**PASSAGE FOR REVIEW**
If there is a reasonable chance that the victim might die from the injury, the Talmud states that the person who inflicted the blow is imprisoned. If the victim recovers and is able to walk out on his own, the perpetrator is then released, but is still liable to pay the victim the five penalties.

Rabbi Chill outlines the methods of assessing compensation. 1. For permanent physical disability, the perpetrator must pay the assessed difference between the financial value of the individual’s service before the injury and the value of his service after the injury. Thus, the perpetrator must pay the difference in the value of a worker who has lost a limb, as opposed to a worker who is uninjured. 2. The compensation for pain is assessed on the basis of the pain caused when performing a surgical procedure on the injured person with anesthesia or without anesthesia. 3. All medical treatment and all doctor bills must be paid in full to the victim until he or she is fully healed. 4. The perpetrator must pay the victim for the loss of any earnings suffered during the convalescence and rehabilitation period. 5. Finally, if there is a permanent injury leading to an embarrassing deformity, compensation must be paid for the embarrassment suffered by the injured party. Also, payment is to be made for how the injury was inflicted, whether the perpetrator was a minor, an animal, etc., and what embarrassment was suffered in the way the injury was inflicted.

**DATA TO EXAMINE**
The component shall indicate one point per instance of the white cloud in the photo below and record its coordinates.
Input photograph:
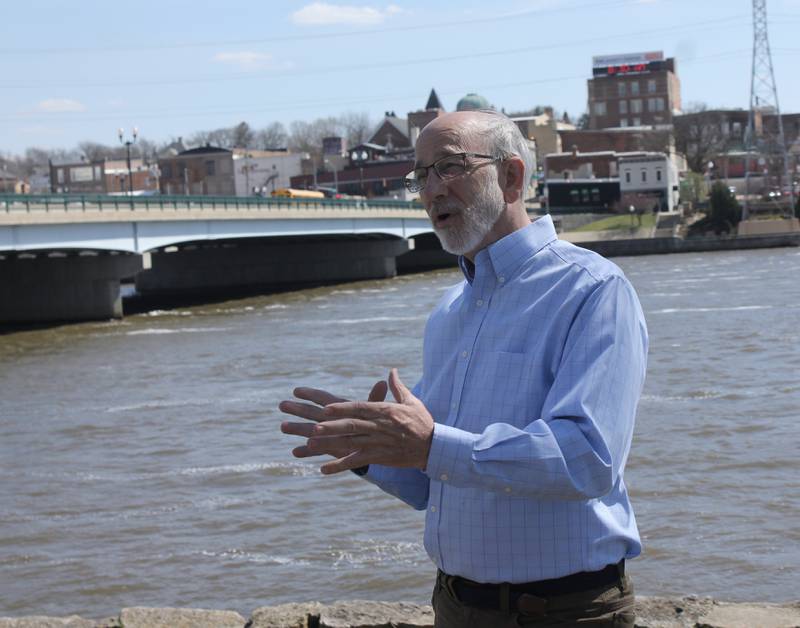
(246, 60)
(39, 129)
(60, 105)
(318, 13)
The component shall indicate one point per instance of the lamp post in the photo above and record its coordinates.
(128, 144)
(335, 176)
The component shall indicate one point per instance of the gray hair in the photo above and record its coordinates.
(506, 140)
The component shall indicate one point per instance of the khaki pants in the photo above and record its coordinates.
(610, 606)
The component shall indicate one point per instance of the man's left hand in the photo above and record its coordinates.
(359, 433)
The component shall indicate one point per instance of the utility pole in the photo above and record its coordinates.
(768, 144)
(128, 144)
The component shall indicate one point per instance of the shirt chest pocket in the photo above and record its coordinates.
(503, 386)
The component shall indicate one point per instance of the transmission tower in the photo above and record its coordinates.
(765, 143)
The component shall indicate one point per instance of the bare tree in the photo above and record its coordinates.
(355, 127)
(699, 136)
(272, 136)
(242, 136)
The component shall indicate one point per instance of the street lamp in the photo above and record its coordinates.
(335, 176)
(128, 144)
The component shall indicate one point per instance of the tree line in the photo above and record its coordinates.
(300, 136)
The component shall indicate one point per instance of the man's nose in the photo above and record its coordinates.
(434, 186)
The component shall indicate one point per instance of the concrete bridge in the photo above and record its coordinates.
(62, 257)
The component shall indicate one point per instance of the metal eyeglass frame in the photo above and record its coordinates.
(412, 182)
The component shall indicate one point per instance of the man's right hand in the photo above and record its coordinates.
(322, 398)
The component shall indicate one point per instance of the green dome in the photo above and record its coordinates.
(471, 102)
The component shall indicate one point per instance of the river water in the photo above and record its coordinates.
(141, 462)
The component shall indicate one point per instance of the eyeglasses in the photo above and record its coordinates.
(447, 168)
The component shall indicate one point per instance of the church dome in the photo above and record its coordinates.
(471, 102)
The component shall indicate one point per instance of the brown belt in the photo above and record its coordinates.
(505, 596)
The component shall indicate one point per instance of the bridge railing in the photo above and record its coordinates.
(103, 202)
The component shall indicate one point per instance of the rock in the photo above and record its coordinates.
(285, 616)
(726, 615)
(365, 614)
(694, 612)
(140, 617)
(40, 621)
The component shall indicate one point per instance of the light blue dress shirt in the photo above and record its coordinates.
(532, 370)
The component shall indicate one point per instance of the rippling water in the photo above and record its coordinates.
(141, 462)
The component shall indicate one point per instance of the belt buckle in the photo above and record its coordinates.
(532, 605)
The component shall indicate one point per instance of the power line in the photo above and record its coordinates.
(239, 76)
(251, 109)
(317, 36)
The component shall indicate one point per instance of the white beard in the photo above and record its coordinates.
(477, 221)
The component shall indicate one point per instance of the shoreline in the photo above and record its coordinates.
(651, 612)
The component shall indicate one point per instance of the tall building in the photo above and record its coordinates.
(639, 89)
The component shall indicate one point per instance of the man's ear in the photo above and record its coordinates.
(511, 179)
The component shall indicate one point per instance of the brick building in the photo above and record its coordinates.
(640, 89)
(102, 176)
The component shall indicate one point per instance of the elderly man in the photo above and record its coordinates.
(515, 439)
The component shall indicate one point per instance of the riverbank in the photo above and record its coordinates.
(651, 612)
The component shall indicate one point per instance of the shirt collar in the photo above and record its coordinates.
(508, 254)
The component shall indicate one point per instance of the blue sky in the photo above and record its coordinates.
(73, 71)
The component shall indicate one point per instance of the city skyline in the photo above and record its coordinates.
(178, 68)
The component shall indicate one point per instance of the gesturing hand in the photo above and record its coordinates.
(359, 433)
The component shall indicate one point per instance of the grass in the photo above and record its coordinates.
(620, 221)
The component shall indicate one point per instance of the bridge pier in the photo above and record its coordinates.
(427, 254)
(42, 287)
(248, 264)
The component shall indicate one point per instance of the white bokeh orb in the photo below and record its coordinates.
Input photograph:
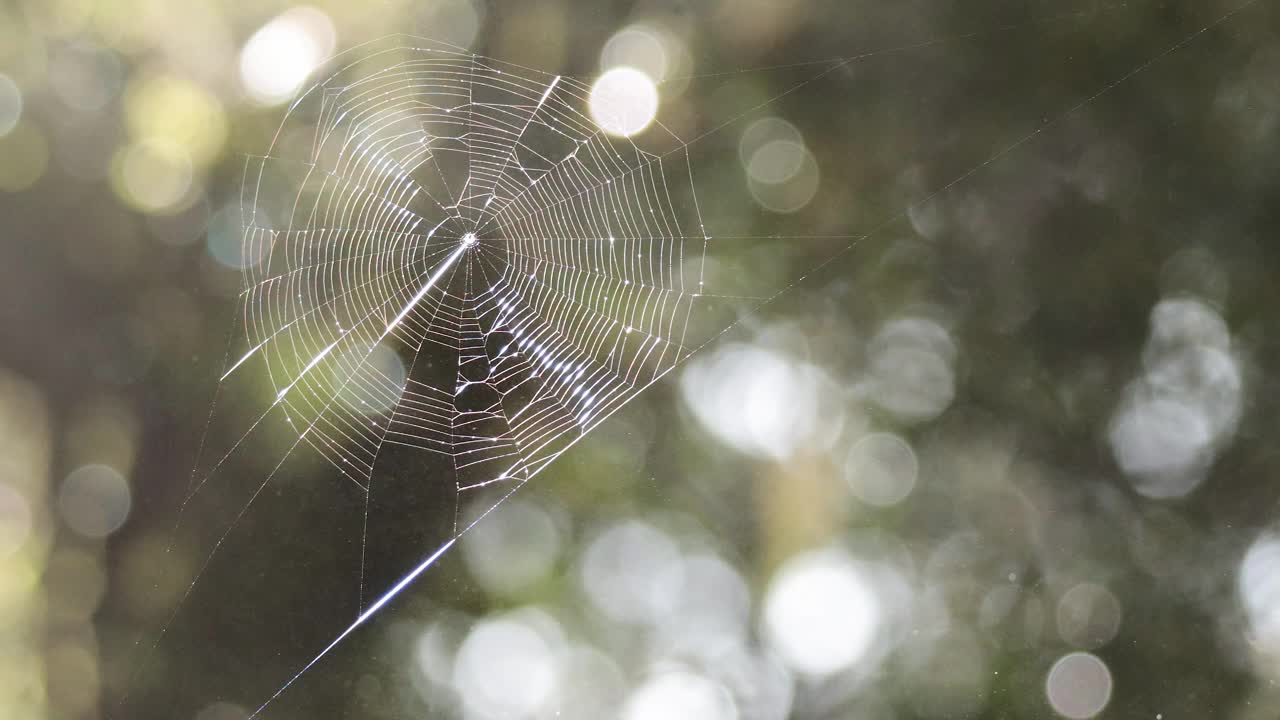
(624, 101)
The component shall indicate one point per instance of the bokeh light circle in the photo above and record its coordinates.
(881, 469)
(624, 101)
(95, 500)
(1078, 686)
(821, 613)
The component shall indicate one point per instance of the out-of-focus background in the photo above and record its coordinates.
(1009, 456)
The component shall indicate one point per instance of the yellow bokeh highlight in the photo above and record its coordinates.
(23, 158)
(152, 176)
(170, 109)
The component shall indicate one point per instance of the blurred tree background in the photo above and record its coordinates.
(1004, 456)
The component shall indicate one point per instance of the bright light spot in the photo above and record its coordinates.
(1165, 440)
(452, 21)
(680, 696)
(624, 101)
(513, 548)
(1088, 615)
(763, 132)
(152, 176)
(371, 382)
(10, 104)
(1175, 417)
(881, 469)
(795, 169)
(631, 573)
(759, 401)
(821, 613)
(776, 162)
(910, 370)
(279, 57)
(14, 520)
(1260, 592)
(95, 500)
(638, 46)
(1078, 686)
(506, 669)
(26, 156)
(176, 110)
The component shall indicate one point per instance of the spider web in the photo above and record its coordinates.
(451, 206)
(446, 256)
(460, 261)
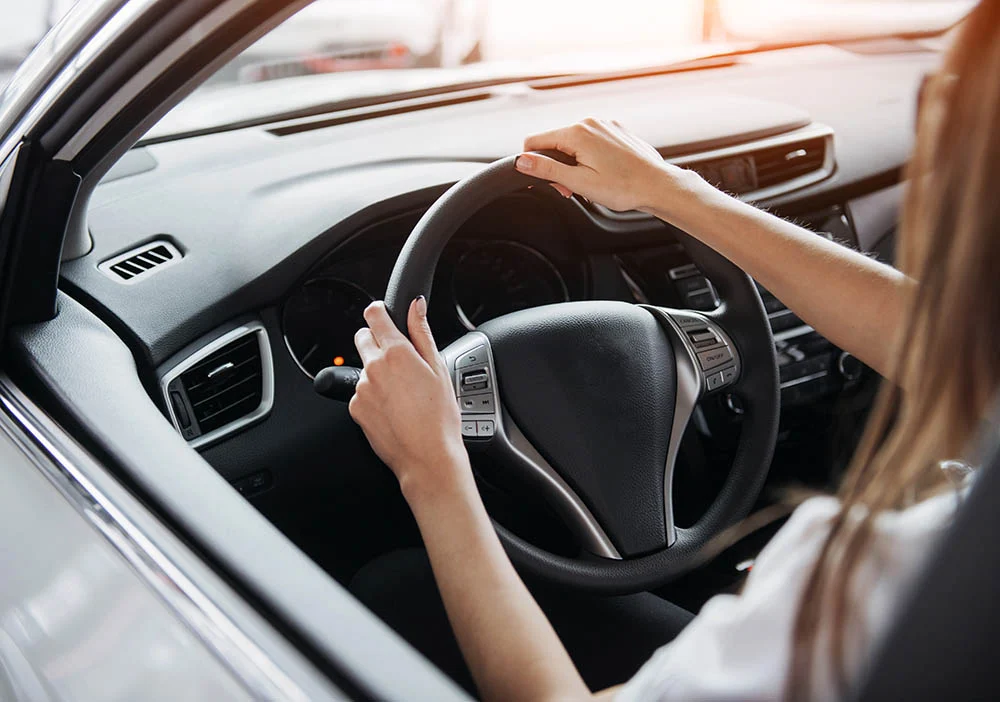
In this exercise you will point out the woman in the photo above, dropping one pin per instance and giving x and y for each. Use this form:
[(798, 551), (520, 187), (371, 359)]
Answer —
[(826, 584)]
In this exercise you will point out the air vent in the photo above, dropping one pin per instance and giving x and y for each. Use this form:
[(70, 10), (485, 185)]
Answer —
[(784, 163), (223, 387), (138, 264)]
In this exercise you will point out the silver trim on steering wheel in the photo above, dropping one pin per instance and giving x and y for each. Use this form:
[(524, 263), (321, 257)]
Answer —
[(706, 360), (505, 436), (693, 382)]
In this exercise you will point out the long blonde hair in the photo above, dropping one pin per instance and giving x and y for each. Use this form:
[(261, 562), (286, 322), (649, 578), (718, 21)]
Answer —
[(947, 360)]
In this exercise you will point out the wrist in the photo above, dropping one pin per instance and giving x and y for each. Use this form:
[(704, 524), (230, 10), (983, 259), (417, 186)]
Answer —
[(678, 193), (445, 476)]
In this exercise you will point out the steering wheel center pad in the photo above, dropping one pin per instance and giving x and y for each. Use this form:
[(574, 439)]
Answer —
[(592, 386), (561, 393)]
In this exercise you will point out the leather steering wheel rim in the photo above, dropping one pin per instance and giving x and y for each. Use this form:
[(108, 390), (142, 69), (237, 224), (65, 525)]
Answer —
[(741, 314)]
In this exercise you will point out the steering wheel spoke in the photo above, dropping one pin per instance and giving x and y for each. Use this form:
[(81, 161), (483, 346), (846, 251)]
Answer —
[(486, 425), (602, 393)]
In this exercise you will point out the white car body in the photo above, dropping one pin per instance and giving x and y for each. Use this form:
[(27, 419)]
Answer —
[(372, 34)]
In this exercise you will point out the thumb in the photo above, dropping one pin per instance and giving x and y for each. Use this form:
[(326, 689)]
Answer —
[(420, 331), (547, 168)]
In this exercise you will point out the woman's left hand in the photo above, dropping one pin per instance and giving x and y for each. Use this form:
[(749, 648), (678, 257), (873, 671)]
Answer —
[(405, 402)]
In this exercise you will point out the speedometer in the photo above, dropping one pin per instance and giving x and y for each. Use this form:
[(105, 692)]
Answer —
[(500, 277), (319, 322)]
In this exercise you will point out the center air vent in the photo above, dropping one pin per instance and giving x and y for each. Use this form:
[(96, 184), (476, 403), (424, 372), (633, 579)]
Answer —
[(784, 163), (769, 167), (223, 387), (142, 262)]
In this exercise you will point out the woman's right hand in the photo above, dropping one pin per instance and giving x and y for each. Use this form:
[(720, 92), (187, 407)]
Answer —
[(615, 168)]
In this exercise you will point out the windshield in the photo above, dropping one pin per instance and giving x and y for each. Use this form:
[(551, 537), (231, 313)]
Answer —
[(335, 51)]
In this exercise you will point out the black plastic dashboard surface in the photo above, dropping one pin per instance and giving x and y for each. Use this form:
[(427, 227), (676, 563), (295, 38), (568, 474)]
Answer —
[(253, 212)]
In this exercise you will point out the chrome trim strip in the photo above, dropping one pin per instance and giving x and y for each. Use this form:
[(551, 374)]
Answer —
[(690, 388), (812, 131), (509, 439), (248, 663), (793, 333), (804, 379), (267, 381)]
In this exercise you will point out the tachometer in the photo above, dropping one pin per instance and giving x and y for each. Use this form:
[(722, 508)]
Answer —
[(499, 277), (319, 322)]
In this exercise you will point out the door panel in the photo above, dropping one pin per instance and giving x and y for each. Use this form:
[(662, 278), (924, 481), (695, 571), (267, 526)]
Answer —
[(76, 622)]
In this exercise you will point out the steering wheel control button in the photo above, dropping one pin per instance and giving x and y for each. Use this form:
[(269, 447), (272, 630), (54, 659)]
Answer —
[(703, 339), (715, 358), (476, 357), (485, 428), (477, 404), (469, 428), (473, 381), (715, 381)]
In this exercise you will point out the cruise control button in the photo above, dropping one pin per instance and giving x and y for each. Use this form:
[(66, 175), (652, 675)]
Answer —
[(715, 358), (473, 380), (714, 381), (476, 357), (485, 427), (477, 404)]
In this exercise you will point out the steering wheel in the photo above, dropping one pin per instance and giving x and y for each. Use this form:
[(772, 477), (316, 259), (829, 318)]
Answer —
[(588, 401)]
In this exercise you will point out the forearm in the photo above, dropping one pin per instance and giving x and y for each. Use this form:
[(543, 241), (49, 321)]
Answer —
[(509, 645), (851, 299)]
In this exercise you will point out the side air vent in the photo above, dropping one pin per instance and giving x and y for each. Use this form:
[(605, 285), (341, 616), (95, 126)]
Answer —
[(223, 387), (138, 264)]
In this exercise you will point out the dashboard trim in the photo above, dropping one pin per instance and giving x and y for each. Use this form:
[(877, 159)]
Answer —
[(813, 131), (267, 382)]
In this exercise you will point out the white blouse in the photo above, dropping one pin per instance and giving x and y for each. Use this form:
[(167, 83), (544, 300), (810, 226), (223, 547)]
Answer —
[(739, 646)]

**TASK SET**
(a) Retype the compensation passage from "If there is a reasonable" to "the five penalties.".
(b) According to the compensation passage, how is the payment for pain assessed?
(c) Write what comes next in the compensation passage, picking up after its final sentence.

**RESPONSES IN ORDER**
(a)
If there is a reasonable chance that the victim might die from the injury, the Talmud states that the person who inflicted the blow is imprisoned. If the victim recovers and is able to walk out on his own, the perpetrator is then released, but is still liable to pay the victim the five penalties.

(b) It is assessed by the pain caused when a surgical procedure is performed on the injured person with anesthesia versus without anesthesia.

(c)
Rabbi Chill points out that the Torah (Exodus 2:13) is so concerned with the sanctity of human life, that it calls one who even raises his hand against another person, a רָשָׁע, a wicked person. To achieve full contrition, the perpetrator must also beg the victim for forgiveness.

The rabbis deal extensively with the issue of the challenging implications of the verse, “An eye for an eye,” (Lex Talionis) insisting that it can only mean monetary compensation. After all, it would be impossible to equitably take out the eye of a person who is already missing one eye, since rendering the perpetrator totally blind, would hardly be “measure for measure.” Also, it is impossible to accurately gauge whether a particular perpetrator could physically withstand the amputation of a particular limb (see Mishpatim 5762-2002).

The Talmud in Baba Kama 84a states: We have learned that an “eye for an eye,” means monetary compensation. But, perhaps it means an actual eye? Rav Ashi therefore said, it is learned from the words, Deuteronomy 22:29, “For he [the man who raped a woman] had humbled her…”  Just as in the case of rape, the punishment is monetary compensation, so in the case of injury, it is monetary compensation.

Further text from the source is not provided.